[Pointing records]
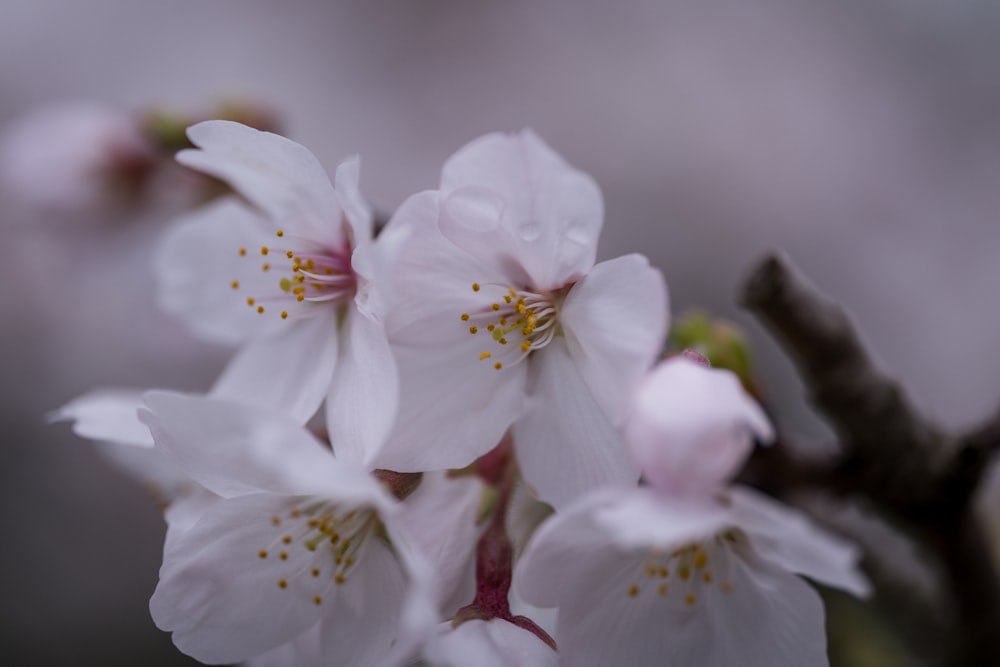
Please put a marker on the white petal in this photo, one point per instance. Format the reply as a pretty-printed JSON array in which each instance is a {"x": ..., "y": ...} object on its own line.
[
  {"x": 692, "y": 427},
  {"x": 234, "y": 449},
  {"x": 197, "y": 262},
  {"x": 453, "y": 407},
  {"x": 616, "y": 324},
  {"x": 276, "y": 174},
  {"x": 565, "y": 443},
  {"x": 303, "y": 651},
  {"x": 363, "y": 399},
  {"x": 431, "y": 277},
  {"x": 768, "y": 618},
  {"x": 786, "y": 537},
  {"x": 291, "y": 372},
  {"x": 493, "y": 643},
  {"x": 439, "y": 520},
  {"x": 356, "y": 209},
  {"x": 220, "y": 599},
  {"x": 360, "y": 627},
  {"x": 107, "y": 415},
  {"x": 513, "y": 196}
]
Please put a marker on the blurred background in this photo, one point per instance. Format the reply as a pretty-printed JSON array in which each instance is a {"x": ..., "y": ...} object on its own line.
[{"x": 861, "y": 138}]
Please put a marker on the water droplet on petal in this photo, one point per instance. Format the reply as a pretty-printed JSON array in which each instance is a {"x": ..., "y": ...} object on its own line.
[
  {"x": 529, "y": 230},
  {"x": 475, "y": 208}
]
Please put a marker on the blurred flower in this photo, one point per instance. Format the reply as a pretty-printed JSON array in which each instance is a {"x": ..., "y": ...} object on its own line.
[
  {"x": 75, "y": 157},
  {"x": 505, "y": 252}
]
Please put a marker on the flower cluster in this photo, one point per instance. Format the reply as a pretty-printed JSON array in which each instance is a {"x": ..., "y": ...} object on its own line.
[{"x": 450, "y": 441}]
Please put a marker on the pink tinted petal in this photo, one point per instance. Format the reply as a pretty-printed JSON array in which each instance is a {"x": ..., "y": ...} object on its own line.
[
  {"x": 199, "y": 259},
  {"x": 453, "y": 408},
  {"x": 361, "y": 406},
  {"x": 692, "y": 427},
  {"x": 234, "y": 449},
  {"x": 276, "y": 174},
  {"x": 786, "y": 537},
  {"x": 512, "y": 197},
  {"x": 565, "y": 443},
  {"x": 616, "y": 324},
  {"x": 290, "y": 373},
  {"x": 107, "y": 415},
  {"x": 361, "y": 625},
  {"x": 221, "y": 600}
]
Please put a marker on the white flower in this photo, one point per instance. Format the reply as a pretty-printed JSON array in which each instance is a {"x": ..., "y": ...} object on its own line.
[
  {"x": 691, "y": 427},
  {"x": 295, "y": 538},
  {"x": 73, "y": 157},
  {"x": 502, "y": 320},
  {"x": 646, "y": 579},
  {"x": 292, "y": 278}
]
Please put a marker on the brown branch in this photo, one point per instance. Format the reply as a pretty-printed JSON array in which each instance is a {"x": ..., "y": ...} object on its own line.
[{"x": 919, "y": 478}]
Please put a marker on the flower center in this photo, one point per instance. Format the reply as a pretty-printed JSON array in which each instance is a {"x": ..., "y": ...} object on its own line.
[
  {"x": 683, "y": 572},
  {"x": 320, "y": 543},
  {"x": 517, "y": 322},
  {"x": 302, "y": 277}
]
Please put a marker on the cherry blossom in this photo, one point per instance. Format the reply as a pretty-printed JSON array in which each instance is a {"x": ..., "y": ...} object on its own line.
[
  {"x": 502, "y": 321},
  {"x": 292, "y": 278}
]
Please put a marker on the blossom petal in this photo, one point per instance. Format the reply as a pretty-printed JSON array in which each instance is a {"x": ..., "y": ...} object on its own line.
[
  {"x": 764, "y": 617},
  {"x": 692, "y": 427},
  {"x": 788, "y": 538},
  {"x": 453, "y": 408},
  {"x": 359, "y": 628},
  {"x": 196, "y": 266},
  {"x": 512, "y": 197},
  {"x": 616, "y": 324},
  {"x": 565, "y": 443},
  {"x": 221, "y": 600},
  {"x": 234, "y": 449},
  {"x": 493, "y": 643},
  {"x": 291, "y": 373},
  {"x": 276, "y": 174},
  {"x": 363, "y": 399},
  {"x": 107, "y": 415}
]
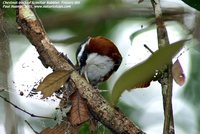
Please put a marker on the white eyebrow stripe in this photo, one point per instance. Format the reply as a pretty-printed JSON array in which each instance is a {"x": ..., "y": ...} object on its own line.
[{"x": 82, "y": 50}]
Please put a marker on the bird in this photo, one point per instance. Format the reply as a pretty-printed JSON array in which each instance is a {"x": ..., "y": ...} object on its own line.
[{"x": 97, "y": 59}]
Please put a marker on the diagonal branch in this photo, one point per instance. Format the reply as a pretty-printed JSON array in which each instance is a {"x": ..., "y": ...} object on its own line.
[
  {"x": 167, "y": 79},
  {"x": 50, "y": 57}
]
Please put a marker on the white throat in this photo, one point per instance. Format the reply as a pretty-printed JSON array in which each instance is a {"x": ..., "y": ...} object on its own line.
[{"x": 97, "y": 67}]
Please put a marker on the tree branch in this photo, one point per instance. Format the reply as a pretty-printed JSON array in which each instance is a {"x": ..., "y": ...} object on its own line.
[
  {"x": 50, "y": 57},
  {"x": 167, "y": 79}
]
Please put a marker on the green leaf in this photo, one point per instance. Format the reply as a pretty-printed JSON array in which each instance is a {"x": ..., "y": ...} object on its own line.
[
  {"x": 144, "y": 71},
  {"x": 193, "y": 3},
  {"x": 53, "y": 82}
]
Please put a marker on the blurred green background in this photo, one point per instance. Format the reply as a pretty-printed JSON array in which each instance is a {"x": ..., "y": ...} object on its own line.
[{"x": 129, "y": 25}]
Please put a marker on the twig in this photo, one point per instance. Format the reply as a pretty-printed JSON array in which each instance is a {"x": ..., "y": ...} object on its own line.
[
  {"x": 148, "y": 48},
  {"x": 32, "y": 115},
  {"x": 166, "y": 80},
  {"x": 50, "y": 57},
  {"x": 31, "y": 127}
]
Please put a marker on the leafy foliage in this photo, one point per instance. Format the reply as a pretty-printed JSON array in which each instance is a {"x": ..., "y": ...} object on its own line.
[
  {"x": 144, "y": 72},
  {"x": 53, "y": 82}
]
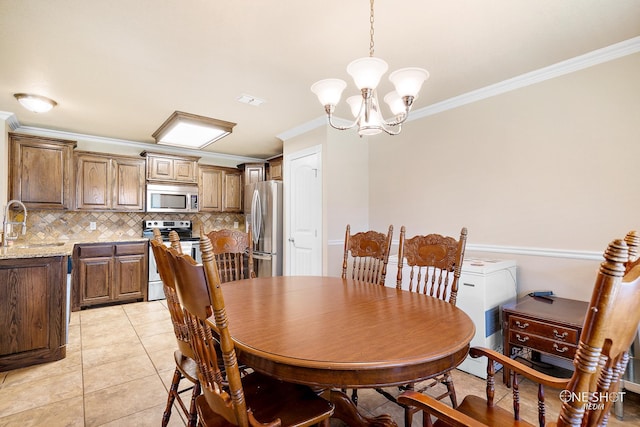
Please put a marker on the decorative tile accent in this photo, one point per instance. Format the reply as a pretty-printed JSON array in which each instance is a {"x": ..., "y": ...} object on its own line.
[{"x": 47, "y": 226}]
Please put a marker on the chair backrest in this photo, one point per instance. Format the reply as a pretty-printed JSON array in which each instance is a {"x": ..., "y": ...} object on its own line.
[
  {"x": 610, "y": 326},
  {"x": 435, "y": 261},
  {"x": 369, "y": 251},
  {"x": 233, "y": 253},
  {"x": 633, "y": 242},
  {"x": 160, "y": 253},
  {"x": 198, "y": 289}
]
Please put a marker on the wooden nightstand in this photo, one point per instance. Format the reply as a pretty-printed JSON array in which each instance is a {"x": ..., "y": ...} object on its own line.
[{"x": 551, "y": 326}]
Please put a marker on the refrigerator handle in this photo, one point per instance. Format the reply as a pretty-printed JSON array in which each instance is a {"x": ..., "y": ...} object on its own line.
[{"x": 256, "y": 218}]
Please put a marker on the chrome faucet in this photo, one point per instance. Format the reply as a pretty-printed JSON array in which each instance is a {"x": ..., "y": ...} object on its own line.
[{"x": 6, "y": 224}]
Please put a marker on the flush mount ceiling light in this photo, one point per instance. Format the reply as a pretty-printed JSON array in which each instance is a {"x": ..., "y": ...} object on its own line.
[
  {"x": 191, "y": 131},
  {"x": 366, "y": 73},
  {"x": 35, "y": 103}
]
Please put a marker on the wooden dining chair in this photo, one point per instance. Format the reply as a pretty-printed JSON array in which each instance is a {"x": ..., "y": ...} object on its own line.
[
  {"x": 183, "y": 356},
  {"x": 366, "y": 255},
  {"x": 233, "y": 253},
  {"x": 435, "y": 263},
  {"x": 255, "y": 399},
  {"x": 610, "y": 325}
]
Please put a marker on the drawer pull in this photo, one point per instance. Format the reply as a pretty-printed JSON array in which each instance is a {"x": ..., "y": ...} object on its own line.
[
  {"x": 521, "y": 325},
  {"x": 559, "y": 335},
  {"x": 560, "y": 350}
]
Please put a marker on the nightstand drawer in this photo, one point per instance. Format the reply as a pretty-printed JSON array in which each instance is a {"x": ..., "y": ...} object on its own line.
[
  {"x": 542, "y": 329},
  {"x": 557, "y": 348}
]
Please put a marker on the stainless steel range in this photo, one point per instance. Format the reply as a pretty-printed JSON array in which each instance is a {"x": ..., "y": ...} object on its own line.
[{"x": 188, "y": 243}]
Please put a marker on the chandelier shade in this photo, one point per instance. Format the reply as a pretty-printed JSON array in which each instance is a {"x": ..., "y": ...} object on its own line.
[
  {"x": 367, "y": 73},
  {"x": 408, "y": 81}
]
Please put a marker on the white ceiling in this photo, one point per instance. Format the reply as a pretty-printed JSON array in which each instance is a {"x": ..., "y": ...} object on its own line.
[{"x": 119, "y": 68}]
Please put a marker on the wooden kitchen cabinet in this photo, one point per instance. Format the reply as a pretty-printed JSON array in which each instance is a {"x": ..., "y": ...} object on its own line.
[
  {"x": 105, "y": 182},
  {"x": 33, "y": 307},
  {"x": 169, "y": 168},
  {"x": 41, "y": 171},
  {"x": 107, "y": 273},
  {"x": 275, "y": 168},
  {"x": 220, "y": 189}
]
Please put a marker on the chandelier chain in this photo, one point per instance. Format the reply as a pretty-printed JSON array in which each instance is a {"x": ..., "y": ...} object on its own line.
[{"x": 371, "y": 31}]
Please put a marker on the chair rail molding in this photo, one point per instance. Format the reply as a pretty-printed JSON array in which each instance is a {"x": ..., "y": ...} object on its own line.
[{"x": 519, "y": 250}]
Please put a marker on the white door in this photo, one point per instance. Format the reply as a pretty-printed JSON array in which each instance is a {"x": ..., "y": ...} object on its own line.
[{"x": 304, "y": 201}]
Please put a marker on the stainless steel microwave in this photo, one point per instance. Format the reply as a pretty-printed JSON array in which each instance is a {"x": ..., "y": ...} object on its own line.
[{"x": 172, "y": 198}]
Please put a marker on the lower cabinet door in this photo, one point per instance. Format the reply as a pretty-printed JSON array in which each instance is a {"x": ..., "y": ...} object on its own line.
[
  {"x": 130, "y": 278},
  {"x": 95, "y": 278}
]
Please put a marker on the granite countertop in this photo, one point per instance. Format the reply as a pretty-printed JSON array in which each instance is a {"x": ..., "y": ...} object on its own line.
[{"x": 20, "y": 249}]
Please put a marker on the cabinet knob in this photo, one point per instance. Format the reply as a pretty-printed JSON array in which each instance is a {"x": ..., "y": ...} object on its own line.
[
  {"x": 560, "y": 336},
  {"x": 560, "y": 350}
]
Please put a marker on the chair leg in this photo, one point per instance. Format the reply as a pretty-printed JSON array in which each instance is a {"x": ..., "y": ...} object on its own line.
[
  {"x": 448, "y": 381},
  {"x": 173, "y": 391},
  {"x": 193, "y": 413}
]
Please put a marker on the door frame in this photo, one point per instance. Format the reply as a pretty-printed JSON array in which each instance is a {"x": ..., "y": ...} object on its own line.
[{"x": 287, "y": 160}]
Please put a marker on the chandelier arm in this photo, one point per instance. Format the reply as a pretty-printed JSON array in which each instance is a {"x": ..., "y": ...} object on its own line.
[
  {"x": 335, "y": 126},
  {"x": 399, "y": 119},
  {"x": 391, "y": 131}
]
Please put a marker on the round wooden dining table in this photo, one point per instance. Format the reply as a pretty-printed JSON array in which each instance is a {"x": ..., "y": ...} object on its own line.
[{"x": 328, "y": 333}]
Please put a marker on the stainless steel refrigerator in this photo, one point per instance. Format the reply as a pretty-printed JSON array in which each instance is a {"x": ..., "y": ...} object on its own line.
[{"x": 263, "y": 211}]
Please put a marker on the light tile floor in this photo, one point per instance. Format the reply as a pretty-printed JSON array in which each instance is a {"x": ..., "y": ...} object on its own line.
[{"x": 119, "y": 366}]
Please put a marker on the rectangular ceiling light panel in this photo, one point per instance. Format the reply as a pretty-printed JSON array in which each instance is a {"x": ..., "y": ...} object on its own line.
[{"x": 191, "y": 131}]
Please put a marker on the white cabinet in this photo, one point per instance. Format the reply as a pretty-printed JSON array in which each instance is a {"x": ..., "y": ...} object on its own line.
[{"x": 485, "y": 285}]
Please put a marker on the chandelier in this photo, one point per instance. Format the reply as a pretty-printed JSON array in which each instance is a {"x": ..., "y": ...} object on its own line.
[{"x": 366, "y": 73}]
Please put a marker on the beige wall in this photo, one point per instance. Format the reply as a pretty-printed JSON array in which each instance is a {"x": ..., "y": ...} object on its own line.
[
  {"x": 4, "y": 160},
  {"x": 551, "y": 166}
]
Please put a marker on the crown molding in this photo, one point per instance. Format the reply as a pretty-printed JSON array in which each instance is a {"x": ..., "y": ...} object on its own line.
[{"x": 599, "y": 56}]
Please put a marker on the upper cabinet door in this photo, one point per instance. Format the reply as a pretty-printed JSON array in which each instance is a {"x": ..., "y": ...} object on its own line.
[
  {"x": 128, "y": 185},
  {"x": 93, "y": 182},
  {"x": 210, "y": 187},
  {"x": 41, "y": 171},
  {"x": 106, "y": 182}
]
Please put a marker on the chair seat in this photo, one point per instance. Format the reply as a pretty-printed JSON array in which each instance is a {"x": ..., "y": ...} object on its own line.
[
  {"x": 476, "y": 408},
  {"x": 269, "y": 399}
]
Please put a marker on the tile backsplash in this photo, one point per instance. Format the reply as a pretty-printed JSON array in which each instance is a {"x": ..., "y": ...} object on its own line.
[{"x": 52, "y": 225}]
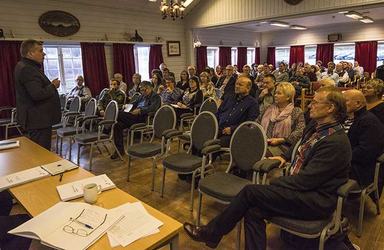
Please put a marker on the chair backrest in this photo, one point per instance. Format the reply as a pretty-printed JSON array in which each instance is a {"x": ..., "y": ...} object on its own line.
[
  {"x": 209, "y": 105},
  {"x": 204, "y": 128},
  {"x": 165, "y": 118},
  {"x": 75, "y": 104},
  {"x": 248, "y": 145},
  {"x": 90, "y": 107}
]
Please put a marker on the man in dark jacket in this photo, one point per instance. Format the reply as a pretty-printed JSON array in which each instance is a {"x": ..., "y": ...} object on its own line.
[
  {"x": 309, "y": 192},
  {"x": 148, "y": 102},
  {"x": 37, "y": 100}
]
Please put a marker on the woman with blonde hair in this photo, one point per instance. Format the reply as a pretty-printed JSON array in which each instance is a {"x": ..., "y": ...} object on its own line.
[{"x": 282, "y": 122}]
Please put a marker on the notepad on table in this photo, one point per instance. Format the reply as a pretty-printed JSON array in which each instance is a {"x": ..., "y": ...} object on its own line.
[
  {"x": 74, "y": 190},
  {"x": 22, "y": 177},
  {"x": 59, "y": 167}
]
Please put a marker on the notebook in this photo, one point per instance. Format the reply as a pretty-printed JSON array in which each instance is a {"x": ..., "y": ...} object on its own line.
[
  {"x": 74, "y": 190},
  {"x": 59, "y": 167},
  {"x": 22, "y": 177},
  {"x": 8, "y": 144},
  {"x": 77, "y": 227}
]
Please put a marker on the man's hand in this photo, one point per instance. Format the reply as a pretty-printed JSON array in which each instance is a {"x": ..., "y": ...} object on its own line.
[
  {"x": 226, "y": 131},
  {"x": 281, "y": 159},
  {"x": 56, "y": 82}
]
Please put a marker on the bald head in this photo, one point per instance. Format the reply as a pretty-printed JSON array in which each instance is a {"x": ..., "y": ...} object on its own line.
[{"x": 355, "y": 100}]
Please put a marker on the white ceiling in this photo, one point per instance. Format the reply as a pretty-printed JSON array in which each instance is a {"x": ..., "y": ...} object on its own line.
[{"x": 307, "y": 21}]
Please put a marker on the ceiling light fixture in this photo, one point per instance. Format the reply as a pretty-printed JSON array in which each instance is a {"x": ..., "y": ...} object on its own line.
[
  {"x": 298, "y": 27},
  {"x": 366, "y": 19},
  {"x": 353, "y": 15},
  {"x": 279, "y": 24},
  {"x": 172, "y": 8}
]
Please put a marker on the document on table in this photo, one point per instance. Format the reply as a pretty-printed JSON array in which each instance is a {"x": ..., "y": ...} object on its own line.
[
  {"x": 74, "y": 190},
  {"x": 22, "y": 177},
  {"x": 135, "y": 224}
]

## REQUEST
Reproduce exactly the line that holds "Please put a marker on the notebook", then every line after it, ending with the final line of the records above.

## TASK ANSWER
Please put a marker on the notebook in this photo, one point per instance. Format the reply as a pretty-printed JSON array in which each instance is a {"x": ..., "y": ...} object on its own line.
[
  {"x": 74, "y": 190},
  {"x": 59, "y": 167},
  {"x": 22, "y": 177},
  {"x": 8, "y": 144},
  {"x": 77, "y": 227}
]
Please put a marker on the man's hand in this photo, one point per instance. Format the reply as a pretty-printed JSON array in which each instance is a {"x": ..., "y": ...} object on its own line.
[
  {"x": 226, "y": 131},
  {"x": 281, "y": 159},
  {"x": 56, "y": 82}
]
Please put a marker on the bald head in this photo, one point per instance. Format the reply as a pretty-printed JSON array in which each instance is a {"x": ..., "y": ...} object on its own line.
[{"x": 355, "y": 100}]
Please put a marker on the white ceiling in this photo, one point per instance. Format the reply as a pretty-printed JSON array in which each instance is a {"x": ..., "y": ...} object on its own line.
[{"x": 307, "y": 21}]
Please put a marker on the ceiling light fixture in this photo, one point per instance. Format the reply as a pretty-printed JSON array in which each instance is a {"x": ..., "y": ...} object on its own line.
[
  {"x": 298, "y": 27},
  {"x": 366, "y": 19},
  {"x": 353, "y": 15},
  {"x": 279, "y": 24},
  {"x": 172, "y": 8}
]
Please put a marker on the document on table in this photo, one point per instance. Format the reply as a pretty-printed JSON array in which each instance is a {"x": ..., "y": ...} object on its own line.
[
  {"x": 74, "y": 190},
  {"x": 22, "y": 177},
  {"x": 135, "y": 224}
]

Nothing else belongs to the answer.